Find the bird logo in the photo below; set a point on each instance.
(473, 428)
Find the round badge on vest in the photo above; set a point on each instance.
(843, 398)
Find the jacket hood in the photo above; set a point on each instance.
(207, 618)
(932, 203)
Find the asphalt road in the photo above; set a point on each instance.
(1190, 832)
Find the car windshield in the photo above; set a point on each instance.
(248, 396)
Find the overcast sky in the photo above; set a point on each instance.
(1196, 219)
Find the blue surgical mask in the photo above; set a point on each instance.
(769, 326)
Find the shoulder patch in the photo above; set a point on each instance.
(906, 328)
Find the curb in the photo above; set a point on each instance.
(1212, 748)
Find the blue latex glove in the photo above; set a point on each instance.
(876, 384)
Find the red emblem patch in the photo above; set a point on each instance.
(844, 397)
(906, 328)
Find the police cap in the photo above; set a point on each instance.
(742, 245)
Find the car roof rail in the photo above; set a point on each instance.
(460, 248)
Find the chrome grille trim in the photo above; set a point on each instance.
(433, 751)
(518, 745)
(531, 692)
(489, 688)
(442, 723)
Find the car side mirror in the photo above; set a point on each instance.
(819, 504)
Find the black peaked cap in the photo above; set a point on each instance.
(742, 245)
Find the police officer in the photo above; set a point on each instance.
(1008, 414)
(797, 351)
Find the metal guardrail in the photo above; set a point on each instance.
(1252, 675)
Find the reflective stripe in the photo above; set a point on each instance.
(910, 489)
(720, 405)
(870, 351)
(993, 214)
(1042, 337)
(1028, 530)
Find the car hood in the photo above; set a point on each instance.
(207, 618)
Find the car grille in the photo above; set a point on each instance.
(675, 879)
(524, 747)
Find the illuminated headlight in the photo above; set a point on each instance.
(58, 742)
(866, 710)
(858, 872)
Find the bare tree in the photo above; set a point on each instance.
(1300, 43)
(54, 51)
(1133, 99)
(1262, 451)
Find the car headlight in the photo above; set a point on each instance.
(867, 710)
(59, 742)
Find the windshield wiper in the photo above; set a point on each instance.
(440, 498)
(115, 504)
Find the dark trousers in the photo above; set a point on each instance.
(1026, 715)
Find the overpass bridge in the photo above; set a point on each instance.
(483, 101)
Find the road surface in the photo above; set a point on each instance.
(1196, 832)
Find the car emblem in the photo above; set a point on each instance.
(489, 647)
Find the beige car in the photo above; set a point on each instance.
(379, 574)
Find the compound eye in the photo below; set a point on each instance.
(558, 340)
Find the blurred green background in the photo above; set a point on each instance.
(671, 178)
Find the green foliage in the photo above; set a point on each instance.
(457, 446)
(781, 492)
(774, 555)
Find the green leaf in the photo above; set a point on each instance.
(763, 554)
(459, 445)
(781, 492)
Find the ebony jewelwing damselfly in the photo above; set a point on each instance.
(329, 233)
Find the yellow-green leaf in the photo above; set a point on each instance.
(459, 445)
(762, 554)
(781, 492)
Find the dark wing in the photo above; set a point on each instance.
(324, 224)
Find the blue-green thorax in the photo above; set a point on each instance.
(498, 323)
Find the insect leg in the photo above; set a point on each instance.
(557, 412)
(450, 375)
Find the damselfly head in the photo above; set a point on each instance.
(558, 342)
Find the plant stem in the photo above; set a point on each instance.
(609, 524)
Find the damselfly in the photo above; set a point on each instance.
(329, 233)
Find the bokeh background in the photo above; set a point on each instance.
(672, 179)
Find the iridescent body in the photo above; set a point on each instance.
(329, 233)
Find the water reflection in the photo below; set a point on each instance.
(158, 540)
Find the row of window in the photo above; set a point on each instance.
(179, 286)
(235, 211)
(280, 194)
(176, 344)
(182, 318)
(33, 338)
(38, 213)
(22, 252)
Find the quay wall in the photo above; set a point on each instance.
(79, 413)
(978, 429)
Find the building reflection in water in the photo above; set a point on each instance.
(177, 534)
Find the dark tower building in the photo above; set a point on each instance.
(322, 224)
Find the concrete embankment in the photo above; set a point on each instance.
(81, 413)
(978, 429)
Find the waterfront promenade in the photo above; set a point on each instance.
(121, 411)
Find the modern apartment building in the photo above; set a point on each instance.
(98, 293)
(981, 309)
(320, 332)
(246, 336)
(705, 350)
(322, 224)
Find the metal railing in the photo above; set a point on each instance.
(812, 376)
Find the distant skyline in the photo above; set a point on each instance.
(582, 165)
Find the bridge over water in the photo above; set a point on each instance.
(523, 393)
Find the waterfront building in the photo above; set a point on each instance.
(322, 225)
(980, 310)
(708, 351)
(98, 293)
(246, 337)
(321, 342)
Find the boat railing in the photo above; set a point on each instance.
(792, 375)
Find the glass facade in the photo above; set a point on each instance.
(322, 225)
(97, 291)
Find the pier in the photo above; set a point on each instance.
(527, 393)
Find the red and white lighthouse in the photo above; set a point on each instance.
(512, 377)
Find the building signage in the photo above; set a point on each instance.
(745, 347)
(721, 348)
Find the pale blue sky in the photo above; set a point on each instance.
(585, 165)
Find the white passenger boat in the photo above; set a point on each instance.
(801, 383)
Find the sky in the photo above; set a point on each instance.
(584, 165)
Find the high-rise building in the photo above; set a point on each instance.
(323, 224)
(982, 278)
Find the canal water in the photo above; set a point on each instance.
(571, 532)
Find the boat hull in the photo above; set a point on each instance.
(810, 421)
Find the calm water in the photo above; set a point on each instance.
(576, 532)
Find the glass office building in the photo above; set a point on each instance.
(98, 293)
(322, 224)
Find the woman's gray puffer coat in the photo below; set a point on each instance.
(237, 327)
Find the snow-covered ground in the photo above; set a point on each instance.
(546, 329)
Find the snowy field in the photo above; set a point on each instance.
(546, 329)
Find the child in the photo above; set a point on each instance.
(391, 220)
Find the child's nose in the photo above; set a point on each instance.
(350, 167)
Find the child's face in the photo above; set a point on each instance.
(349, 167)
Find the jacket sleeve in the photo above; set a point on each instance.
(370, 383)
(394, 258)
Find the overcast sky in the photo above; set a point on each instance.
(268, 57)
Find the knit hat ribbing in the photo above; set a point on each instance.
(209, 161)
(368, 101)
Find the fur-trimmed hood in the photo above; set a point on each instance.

= = =

§ The problem
Please transcribe the listing in its entirety, exactly.

§ Result of the exercise
Find the bird logo in the photo below; set a point on each instance.
(473, 428)
Find the round badge on vest in the photo above; set a point on each instance.
(843, 398)
Find the jacket hood in the photo above; set a point on each instance.
(207, 618)
(932, 203)
Find the asphalt road in the photo above; set a point on each instance.
(1190, 832)
Find the car windshield in the photo above; set a point on each instance.
(248, 396)
Find the overcast sky in the photo above; set a point on each instance.
(1196, 219)
Find the blue surgical mask in the photo above; set a point on each instance.
(769, 326)
Find the shoulder patch in the photo above; set a point on each instance.
(906, 328)
Find the curb in the photo above; set a point on each instance.
(1212, 748)
Find the blue latex glove in the photo above; set a point on each instance.
(876, 384)
Find the red emblem patch in the photo above; set a point on each instance.
(844, 397)
(906, 328)
Find the police cap in the photo above; set a point on each instance.
(742, 245)
Find the car roof rail in the photo above; set a point on each instance.
(460, 248)
Find the chrome grille trim in the photo above; set a point on each instance.
(433, 751)
(518, 745)
(531, 692)
(489, 688)
(442, 723)
Find the car side mirror in the photo above; set a point on each instance.
(819, 504)
Find the black peaked cap in the photo above; set a point on each instance.
(742, 245)
Find the police officer in the photo above; set a point on each instance.
(1008, 414)
(797, 351)
Find the metal guardrail in the photo above; set a point on each instance.
(1252, 675)
Find the reflective stripe in the photo above; set a point on each instance.
(910, 489)
(720, 405)
(870, 351)
(993, 214)
(1042, 337)
(1028, 530)
Find the car hood in the photo above; set a point on each instance.
(207, 618)
Find the car grille in the photo above; set a point on each instance.
(675, 879)
(524, 747)
Find the illuminated headlight in the photo above; set a point on each instance.
(58, 742)
(866, 710)
(858, 872)
Find the bare tree in the photo above; set a point on each instance.
(1300, 43)
(54, 51)
(1133, 99)
(1262, 451)
Find the car headlight in the photo above; set a point on each instance.
(867, 710)
(59, 742)
Find the windshield wiper in the photo above; set a point on each instance.
(440, 498)
(115, 504)
Find the dark trousers in the photo above; set a point on each instance.
(1026, 715)
Find the overpass bridge in the photo above; set a point on each instance.
(483, 101)
Find the road surface in the photo above; set a point on each instance.
(1196, 832)
Find the car emblem in the photo above; set a point on each instance.
(489, 647)
Find the beige car in the photo above; set a point on each instance.
(379, 574)
Find the compound eye in the photo below; set a point on each instance.
(558, 340)
Find the blurred green background in the photo above; set a point on each instance.
(671, 178)
Find the green foliage in the photo above; set a point on each instance.
(457, 446)
(781, 492)
(774, 555)
Find the green leaf in the photo above; set a point on each instance.
(763, 554)
(459, 445)
(781, 492)
Find the ebony jewelwing damselfly in the photo above; set a point on each instance.
(329, 233)
Find the yellow-green leaf in the photo above; set a point on each instance.
(459, 445)
(762, 554)
(781, 492)
Find the dark wing in the photo above; set a point on each instance.
(324, 224)
Find the blue-green thorax in the photo above; set a point on each instance.
(498, 323)
Find the insect leg in the photo above; set a point on each instance.
(557, 412)
(450, 375)
Find the damselfly head in the photo above; set a point on each instance.
(558, 342)
Find the plant stem in the photo above; set a point on each instance.
(609, 524)
Find the damselfly in the photo above; set a point on each instance.
(329, 233)
Find the bokeh background in the photo above; set a point on each instance.
(672, 179)
Find the iridescent body in the photo above; set a point on each instance.
(329, 233)
Find the water reflection in the photo below; set a point on each instance.
(158, 540)
Find the row of window in the photo above; set a point on each instance.
(179, 286)
(235, 211)
(280, 194)
(176, 344)
(182, 318)
(33, 338)
(38, 213)
(22, 252)
Find the quay wall in the photo above; set a point on each instance.
(79, 413)
(978, 429)
Find the building reflection in water in the photo above; set a point on each instance.
(177, 534)
Find the dark tower building in the photo above; set a point on each instance.
(322, 224)
Find the concrete embankment in the photo above; set a point on each instance.
(81, 413)
(978, 429)
Find the waterfront promenade in the photo above; set a point on each instance.
(121, 411)
Find the modern apartment building in the photo above; set a point on each instance.
(98, 293)
(981, 309)
(320, 332)
(246, 336)
(705, 350)
(322, 224)
Find the metal railing in the photo above; set a point on each instance.
(812, 376)
Find the distant skyline in the photo above; set a point on each instance.
(582, 165)
Find the bridge over water in the photo above; set a point on each instance.
(523, 393)
Find the waterfront building in the photo above; set a point on each instance.
(322, 225)
(980, 310)
(708, 351)
(98, 293)
(246, 337)
(321, 342)
Find the boat railing in the photo above; set a point on each instance.
(792, 375)
Find the glass facade in the photo above; set a point on each instance.
(322, 225)
(97, 291)
Find the pier in the photo above; set a point on each instance.
(527, 393)
Find the red and white lighthouse in the photo above; set a point on each instance.
(512, 377)
Find the building signage in the photo above; set a point on each instance.
(745, 347)
(721, 348)
Find the pale blue sky in the photo above; set a point on each instance.
(585, 165)
Find the white passenger boat in the photo above; set a point on each instance.
(801, 383)
Find the sky in the photo above; set a point on each instance.
(584, 165)
Find the high-rise building in the photo above; set a point on each instance.
(323, 224)
(982, 278)
Find the canal water in the photo above; set a point on each instance.
(571, 532)
Find the boat hull in the photo above; set a point on each instance.
(810, 421)
Find the calm water in the photo above; set a point on each instance.
(576, 532)
Find the glass office building in the photo above; set a point on each instance.
(98, 293)
(322, 224)
Find the woman's gray puffer coat in the photo below; set a point on each instance.
(237, 327)
Find the snow-covered ground in the photo above; set a point on each instance.
(546, 329)
Find the snowy field in the photo above; set a point on each instance.
(546, 329)
Find the child in the photo above; set a point on each instance.
(391, 220)
Find the child's nose in the photo above; set a point on each instance.
(350, 167)
Find the child's face in the photo above; set a point on each instance.
(349, 167)
Find the jacket sleeve in the photo above; set a point on each instance.
(370, 383)
(394, 258)
Find the overcast sky in the photo above; set a point on each instance.
(268, 57)
Find the knit hat ribbing in the photo above; set a point on each instance.
(209, 161)
(368, 101)
Find the fur-trimmed hood in the photo above; set a point on each instance.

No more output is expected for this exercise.